━━━ TRECHO ESCOLHIDO ━━━
Defesa da Fé – Então, como se desenvolveu essa “teologia racista”, baseada em quê?

Souza – Como chegamos a mencionar em nosso livro, Os negros da Bíblia e os do Brasil, grande parte deste fato deve ser creditado à ganância das reações européias que lotearam, entre si, os recursos minerais e econômicos da África. Para isso, foi montada uma operação teológica herética para desqualificar as populações africanas. Partes da Bíblia eram cuidadosamente destacadas, tais como: Gn 4.8-16; Gn 9.20-25; Ct 1.5,6; 1Co 12.13 etc, sobre as quais desenvolveu-se a doutrina poligenista, que advoga o surgimento de cais diferentes. Ensinavam que negros e asiáticos não descendiam de Adão e Eva, chocando-se frontalmente com o que diz a Bíblia em Atos 17.26: “De um só sangue fez toda a geração dos homens”.

Defesa da Fé – A passagem bíblica sobre o sinal de Caim foi a base dessa “operação”?

Souza – Ela fez parte da construção teológica racista. Mas não há nada na Bíblia que justifique ou ensine que o sinal de Caim foi a cor da pele. E mais, o objetivo divino foi a proteção de Caim, apesar do seu grande erro, e não a sua desgraça, conforme Gênesis 4.

Defesa da Fé – Os negros têm um papel relevante na história bíblica. Ninrode, o poderoso líder de Babel, Simão, o cirineu, que ajudou Jesus a carregar a cruz, e Lúcio, líder da igreja de Antioquia, eram negros!

Souza – É verdade. A lista é bem maior. Mas quem ensina e divulga estas coisas? Seria bom que a igreja brasileira pensasse. A quem interessa essa omissão?

Defesa da Fé – Qual tem sido a contribuição negra à teologia e à história cristã?

Souza – Graças a Deus, o cristianismo atual deve muito aos cristãos africanos. Só que muita gente não sabe disso. Os chamados “Pais da igreja” pertenceram à igreja africana, com destaque para as comunidades cristãs antigas do Egito, da Etiópia e do norte da África, de um modo geral. Entre esses gigantes estão Orígenes, Atanásio, Cirilo, Tertuliano, Frumêncio e o notável mestre Agostinho.

Defesa da Fé – A Bíblia reserva promessas especiais aos povos negros?

Souza – Evidentemente que os povos negros estão incluídos na grande festa indicada em Apocalipse 7.9, quando povos de todas as raças, tribos e nações estarão aclamando ao Senhor Jesus Cristo. Todavia, mais especificamente, o Salmo 68 faz referência ao Egito e à Etiópia como nações camitas (negras) que, no futuro escatológico, serão parceiras de Israel na adoração ao Senhor. O texto diz: “...a Etiópia cedo estenderá para Deus as suas mãos”. Outra grande demonstração do amor de Deus aos negros foi registrada pelo profeta Amós: “Não me sois, vós, ó filhos de Israel, como os filhos dos etíopes?”. O carinho que Deus dispensava aos judeus era semelhante ao que devotava aos negros!
━━━
TAREFA –
Na entrevista acima, qual salmo Souza diz que cita o Egito e a Etiópia como futuras parceiras de Israel na adoração ao Senhor?
━━━ LISTA DE REGISTROS ━━━
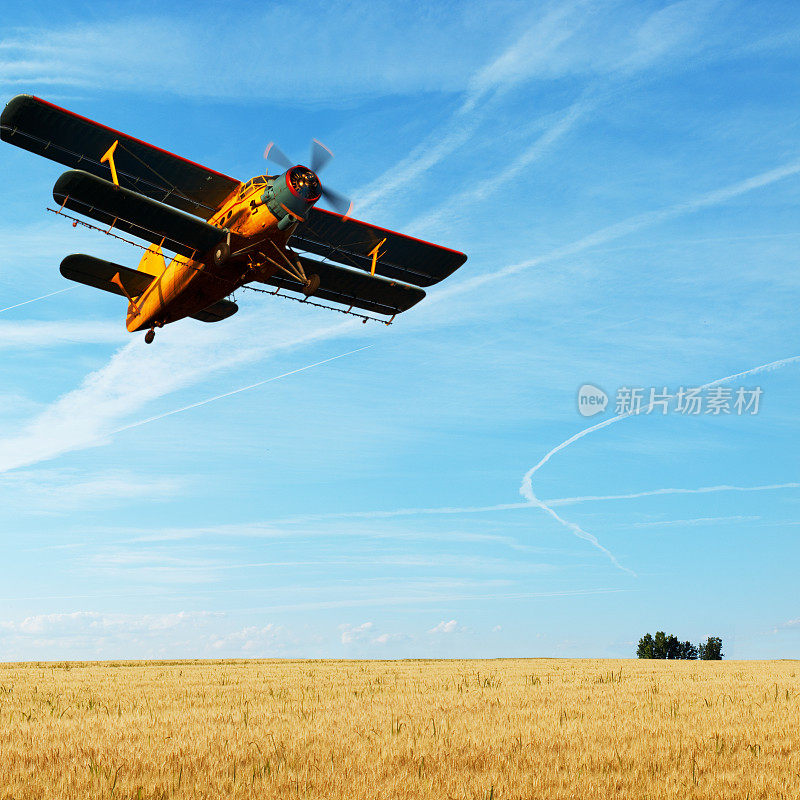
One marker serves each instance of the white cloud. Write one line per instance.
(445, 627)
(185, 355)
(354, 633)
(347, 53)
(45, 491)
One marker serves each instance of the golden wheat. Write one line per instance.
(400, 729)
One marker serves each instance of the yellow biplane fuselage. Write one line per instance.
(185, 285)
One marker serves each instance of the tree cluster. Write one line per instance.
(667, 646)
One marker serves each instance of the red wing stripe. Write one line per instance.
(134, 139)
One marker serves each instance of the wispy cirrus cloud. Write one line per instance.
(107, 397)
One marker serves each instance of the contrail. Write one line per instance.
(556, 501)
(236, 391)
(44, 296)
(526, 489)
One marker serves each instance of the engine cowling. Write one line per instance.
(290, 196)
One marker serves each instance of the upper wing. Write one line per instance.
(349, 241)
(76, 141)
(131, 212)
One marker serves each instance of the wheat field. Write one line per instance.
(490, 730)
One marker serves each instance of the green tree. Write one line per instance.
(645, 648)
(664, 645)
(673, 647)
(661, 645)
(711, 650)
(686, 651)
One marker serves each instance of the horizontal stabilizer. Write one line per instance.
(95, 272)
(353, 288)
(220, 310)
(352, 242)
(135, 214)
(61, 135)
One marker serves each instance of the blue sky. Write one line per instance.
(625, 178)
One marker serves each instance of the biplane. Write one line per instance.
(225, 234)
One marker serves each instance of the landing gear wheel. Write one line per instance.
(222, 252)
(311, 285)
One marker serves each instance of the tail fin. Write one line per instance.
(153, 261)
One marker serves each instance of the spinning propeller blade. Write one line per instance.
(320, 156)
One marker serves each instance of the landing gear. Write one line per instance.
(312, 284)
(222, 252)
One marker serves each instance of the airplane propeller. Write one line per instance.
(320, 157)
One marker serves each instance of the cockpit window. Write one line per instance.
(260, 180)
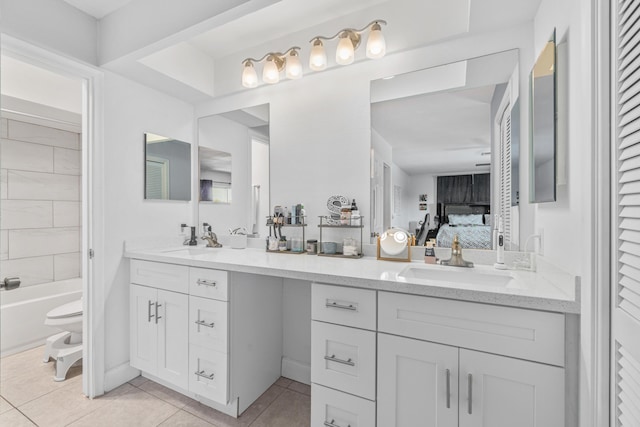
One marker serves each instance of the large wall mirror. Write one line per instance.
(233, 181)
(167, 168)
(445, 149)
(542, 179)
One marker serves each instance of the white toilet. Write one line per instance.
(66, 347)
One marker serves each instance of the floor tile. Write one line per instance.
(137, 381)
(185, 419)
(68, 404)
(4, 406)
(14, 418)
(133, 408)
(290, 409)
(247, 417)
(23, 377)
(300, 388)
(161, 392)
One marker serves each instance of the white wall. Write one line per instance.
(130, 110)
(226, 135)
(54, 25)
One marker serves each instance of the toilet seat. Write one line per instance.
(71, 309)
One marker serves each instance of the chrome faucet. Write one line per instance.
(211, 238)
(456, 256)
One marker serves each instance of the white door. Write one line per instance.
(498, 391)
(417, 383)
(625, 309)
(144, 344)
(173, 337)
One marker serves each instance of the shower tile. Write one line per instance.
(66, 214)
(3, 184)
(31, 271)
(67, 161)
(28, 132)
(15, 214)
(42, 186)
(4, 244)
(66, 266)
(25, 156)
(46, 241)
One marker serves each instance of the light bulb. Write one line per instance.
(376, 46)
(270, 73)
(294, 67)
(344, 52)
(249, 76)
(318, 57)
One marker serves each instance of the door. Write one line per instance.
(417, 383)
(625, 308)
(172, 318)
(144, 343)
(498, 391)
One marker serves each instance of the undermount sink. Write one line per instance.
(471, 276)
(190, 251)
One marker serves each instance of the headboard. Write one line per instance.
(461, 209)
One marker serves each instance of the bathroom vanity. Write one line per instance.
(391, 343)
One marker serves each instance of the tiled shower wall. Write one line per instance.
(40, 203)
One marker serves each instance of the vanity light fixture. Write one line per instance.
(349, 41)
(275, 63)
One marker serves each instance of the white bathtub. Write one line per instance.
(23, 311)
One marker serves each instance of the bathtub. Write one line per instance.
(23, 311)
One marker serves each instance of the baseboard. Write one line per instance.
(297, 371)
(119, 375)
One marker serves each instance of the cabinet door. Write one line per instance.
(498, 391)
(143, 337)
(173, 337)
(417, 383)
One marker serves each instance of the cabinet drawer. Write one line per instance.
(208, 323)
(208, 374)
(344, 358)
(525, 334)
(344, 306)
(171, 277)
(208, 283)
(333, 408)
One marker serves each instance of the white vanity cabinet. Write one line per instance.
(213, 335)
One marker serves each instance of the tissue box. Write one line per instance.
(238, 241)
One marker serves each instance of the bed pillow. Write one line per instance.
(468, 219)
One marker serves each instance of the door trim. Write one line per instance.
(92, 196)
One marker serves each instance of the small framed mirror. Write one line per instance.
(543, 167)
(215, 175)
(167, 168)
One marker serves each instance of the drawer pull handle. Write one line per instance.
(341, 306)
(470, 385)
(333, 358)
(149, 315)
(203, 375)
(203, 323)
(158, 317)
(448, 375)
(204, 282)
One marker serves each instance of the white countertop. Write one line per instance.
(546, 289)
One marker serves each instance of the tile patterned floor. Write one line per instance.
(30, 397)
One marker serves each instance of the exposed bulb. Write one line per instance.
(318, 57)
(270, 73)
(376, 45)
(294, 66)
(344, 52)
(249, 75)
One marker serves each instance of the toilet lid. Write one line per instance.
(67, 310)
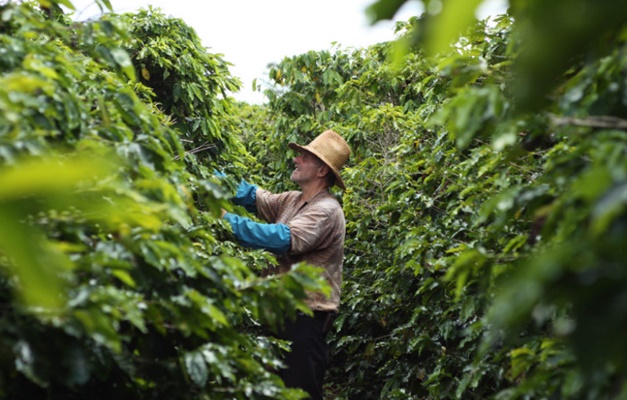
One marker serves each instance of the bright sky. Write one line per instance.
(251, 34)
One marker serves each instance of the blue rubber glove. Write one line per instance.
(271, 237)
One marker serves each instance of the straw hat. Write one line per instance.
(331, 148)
━━━
RESPOSTA –
O Salmo 68.